O senhor participou recentemente de eventos acadêmicos no Chile. Como vê o papel da educação e da cooperação universitária na aproximação entre os dois países?

A cooperação acadêmica entre Brasil e Chile também é positiva, mas eu acho que pode crescer muito. Nós temos, no caso do Brasil, dois tipos de bolsas que nós oferecemos a estudantes estrangeiros, de graduação e de pós-graduação, e ainda temos poucos estudantes chilenos que participam dessas bolsas, que se interessam por essas bolsas. Eu suponho que seja por uma questão da língua, porque apesar das línguas serem parecidas, você para fazer jus a essas bolsas precisa passar por exame de proficiência em português, o CelpeBras. Então, você precisa ter conhecimento bom de português e adequado. Desse modo, eu acho que a partir do momento em que haja um maior fluxo de estudantes chilenos, acho que a cooperação acadêmica tende a se fortalecer.

Embaixador Paulo Roberto Soares Pacheco em evento oficial

Como o Brasil e o Chile podem atuar de forma conjunta em temas de governança ambiental e sustentabilidade?

O Brasil e o Chile também são líderes em matéria de governança ambiental. Os países, eu diria que falam a mesma língua em matéria de governança ambiental. Há interesse muito importante, sólido da sociedade, do governo chileno, pelo tema ambiental. A COP 30 tem despertado muito interesse tanto na sociedade chilena quanto nas empresas chilenas e no governo chileno. Eu tenho participado de diversos eventos relativos à COP 30. O Chile é país que coopera muito com o Brasil também nessa área ambiental.

O Chile é um grande parceiro do Mercosul. Quais os principais ganhos e desafios dessa integração econômica regional?

- [Instrução escrita A] Na entrevista sobre Brasil e Chile, qual exame de proficiência em português é exigido para obter as bolsas oferecidas pelo Brasil?
- [Instrução escrita B] Dê a continuação da entrevista sobre Brasil e Chile a partir do ponto em que ela termina.

[Registros de uma coleção]
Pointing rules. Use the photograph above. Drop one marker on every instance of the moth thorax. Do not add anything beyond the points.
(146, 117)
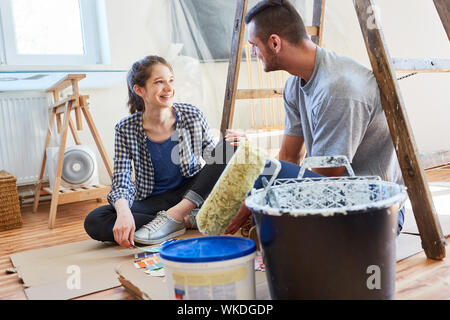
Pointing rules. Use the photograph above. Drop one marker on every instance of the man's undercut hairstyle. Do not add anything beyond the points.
(277, 17)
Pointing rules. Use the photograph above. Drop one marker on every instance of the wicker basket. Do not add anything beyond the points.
(10, 217)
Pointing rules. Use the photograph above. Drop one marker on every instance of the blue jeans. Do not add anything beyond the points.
(291, 170)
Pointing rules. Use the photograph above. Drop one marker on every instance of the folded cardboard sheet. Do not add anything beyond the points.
(72, 270)
(76, 269)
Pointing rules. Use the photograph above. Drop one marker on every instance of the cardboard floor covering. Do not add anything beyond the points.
(48, 273)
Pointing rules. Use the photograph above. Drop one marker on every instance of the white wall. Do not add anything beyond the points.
(412, 29)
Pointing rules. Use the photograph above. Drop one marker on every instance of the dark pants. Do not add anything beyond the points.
(100, 222)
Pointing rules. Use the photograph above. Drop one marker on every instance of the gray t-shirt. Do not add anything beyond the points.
(338, 112)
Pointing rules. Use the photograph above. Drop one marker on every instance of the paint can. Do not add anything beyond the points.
(210, 268)
(329, 238)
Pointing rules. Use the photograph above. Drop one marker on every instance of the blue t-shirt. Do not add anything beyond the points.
(166, 164)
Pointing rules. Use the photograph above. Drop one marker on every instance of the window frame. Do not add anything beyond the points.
(93, 47)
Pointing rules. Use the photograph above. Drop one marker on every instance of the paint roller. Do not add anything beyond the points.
(232, 188)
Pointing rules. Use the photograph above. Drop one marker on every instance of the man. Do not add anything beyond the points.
(332, 102)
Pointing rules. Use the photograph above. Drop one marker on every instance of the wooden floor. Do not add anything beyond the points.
(417, 277)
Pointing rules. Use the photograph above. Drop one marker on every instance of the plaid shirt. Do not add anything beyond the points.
(130, 145)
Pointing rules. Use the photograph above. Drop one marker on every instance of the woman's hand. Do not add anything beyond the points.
(124, 227)
(235, 136)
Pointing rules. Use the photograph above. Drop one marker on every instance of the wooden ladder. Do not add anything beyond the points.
(60, 108)
(384, 67)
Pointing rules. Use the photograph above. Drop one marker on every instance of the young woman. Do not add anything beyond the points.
(165, 141)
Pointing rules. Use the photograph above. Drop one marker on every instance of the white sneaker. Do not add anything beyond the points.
(160, 229)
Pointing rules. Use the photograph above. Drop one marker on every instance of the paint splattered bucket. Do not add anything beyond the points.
(329, 238)
(210, 268)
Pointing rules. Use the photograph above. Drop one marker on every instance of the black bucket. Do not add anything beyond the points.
(343, 252)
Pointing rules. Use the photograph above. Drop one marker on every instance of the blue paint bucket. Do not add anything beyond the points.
(210, 268)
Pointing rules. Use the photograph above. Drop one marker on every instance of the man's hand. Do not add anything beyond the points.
(239, 220)
(124, 227)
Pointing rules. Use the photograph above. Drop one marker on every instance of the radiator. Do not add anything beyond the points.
(23, 128)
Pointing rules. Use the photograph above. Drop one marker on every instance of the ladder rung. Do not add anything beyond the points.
(421, 65)
(313, 30)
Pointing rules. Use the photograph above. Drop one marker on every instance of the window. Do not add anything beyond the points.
(53, 32)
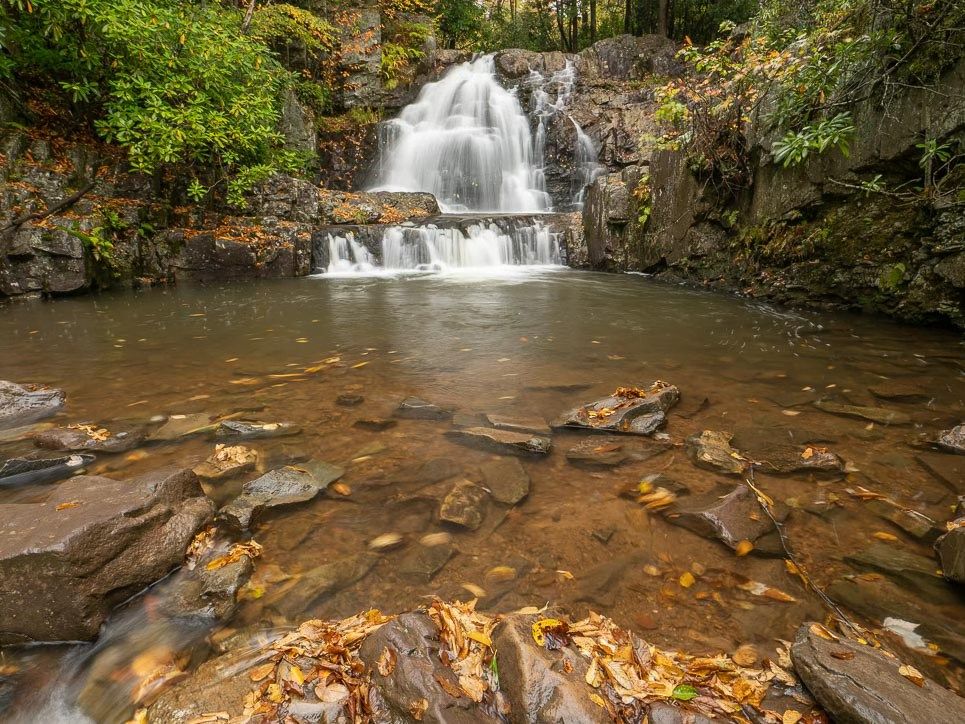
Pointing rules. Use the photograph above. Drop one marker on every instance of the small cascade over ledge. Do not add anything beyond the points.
(445, 243)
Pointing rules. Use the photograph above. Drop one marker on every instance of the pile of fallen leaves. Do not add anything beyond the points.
(320, 657)
(467, 648)
(628, 674)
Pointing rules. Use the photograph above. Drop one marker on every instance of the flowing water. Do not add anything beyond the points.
(527, 342)
(467, 141)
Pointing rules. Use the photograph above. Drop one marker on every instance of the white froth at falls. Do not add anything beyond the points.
(467, 141)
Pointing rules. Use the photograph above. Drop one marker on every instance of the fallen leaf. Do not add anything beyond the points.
(262, 672)
(418, 708)
(387, 661)
(912, 674)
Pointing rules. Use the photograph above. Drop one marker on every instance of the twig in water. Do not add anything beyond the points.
(808, 581)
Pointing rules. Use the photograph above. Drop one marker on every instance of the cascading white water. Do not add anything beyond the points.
(586, 167)
(480, 245)
(345, 254)
(467, 141)
(484, 244)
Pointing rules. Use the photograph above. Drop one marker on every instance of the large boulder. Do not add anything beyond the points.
(857, 684)
(20, 405)
(66, 562)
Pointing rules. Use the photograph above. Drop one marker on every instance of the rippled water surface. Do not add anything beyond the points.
(536, 343)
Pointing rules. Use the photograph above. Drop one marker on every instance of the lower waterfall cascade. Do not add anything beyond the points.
(479, 244)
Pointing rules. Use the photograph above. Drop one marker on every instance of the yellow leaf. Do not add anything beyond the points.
(480, 637)
(912, 674)
(262, 672)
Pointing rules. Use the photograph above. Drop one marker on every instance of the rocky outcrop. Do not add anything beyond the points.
(66, 562)
(856, 683)
(20, 405)
(808, 235)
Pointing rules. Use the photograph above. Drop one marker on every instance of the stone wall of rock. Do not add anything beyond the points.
(808, 235)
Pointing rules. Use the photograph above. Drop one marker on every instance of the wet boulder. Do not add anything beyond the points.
(881, 415)
(503, 441)
(953, 440)
(20, 404)
(542, 685)
(414, 408)
(856, 683)
(465, 505)
(227, 461)
(411, 641)
(34, 471)
(731, 518)
(285, 486)
(711, 450)
(65, 563)
(89, 438)
(951, 553)
(629, 410)
(506, 479)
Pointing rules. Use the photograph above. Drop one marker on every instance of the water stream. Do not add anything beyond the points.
(533, 343)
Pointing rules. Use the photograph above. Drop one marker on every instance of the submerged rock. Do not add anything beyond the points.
(735, 517)
(951, 553)
(20, 405)
(34, 471)
(503, 440)
(65, 563)
(537, 683)
(856, 683)
(285, 486)
(178, 426)
(629, 410)
(532, 424)
(249, 430)
(881, 415)
(311, 587)
(711, 450)
(917, 573)
(227, 462)
(465, 505)
(84, 438)
(948, 469)
(412, 641)
(507, 480)
(374, 424)
(953, 440)
(413, 408)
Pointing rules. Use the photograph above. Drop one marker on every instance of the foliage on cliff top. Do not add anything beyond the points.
(801, 71)
(175, 83)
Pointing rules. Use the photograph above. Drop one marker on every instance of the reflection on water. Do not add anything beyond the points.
(533, 343)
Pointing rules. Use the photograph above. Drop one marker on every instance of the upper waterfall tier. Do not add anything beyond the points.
(467, 141)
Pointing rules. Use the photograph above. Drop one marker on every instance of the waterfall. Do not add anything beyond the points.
(586, 167)
(467, 141)
(469, 244)
(345, 254)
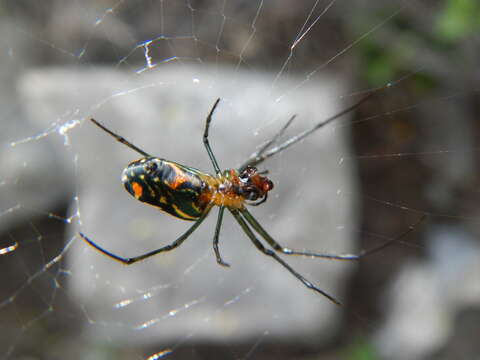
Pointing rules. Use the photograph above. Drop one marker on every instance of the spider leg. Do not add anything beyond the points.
(205, 138)
(349, 257)
(129, 261)
(270, 253)
(120, 138)
(269, 143)
(260, 156)
(215, 237)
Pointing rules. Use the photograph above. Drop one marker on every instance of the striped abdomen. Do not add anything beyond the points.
(171, 187)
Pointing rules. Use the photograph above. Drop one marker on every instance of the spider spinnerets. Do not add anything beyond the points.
(189, 194)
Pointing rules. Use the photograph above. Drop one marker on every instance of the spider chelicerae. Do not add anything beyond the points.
(189, 194)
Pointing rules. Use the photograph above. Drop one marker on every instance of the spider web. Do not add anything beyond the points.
(150, 70)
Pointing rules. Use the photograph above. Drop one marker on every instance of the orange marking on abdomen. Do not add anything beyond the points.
(137, 189)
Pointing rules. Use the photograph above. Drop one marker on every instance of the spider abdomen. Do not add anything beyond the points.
(169, 186)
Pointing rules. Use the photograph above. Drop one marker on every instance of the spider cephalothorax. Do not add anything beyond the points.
(253, 186)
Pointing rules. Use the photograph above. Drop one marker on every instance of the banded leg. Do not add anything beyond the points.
(349, 257)
(205, 138)
(216, 236)
(129, 261)
(270, 253)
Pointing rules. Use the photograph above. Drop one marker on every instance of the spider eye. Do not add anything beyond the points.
(267, 185)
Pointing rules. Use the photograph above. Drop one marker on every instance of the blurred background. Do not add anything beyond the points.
(414, 150)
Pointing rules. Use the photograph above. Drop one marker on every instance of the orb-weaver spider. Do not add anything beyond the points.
(189, 194)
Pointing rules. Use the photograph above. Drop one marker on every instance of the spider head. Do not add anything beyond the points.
(253, 186)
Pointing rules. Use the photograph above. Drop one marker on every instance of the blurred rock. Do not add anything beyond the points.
(184, 295)
(427, 296)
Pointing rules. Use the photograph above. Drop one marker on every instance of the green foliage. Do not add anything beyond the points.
(360, 349)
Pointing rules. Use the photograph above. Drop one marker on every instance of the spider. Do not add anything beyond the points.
(189, 194)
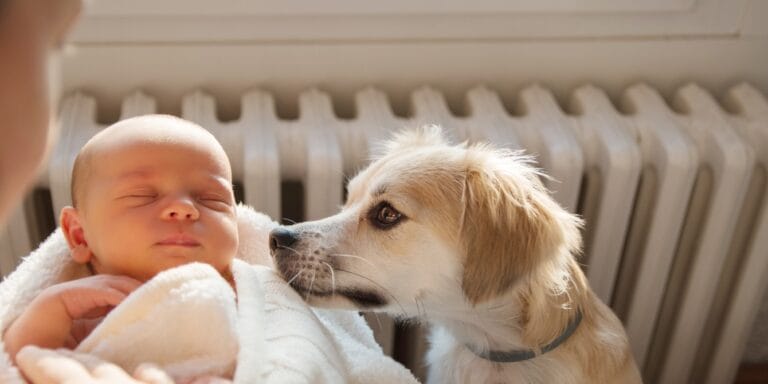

- [Resposta A] O CelpeBras.

- [Resposta B]
O Chile é país que coopera com os países do Mercosul praticamente em todas as áreas. Ele não é membro pleno do Mercosul, mas participa plenamente do Mercosul político social, e, em particular com o Brasil nós temos acordo de livre comércio com o Chile que está em vigor desde 2022. É recente, é um acordo bastante moderno, que incorpora diversos capítulos novos como gênero, meio-ambiente, e é uma ferramenta importante para dinamizar ainda mais essa relação comercial de investimentos que já é muito positiva.

Como o senhor percebe a comunidade brasileira residente no Chile e quais são as principais demandas apresentadas à Embaixada?

Em Santiago nós temos Consulado Geral que atua independentemente da embaixada. A comunidade brasileira no Chile é de cerca de 18.000 pessoas, e é uma comunidade bastante integrada à sociedade chilena porque é sobretudo composta de homens e mulheres de negócio que trabalham para empresas chilenas ou multinacionais. Ou também brasileiros e brasileiras casados com chilenos e chilenas, de modo que é uma comunidade bastante ordeira, pacífica, trabalhadora e que tem uma boa imagem no Chile.

O vinho chileno e o café brasileiro são símbolos nacionais. Há espaço para uma cooperação gastronômica e de produtos com identidade cultural entre os dois países?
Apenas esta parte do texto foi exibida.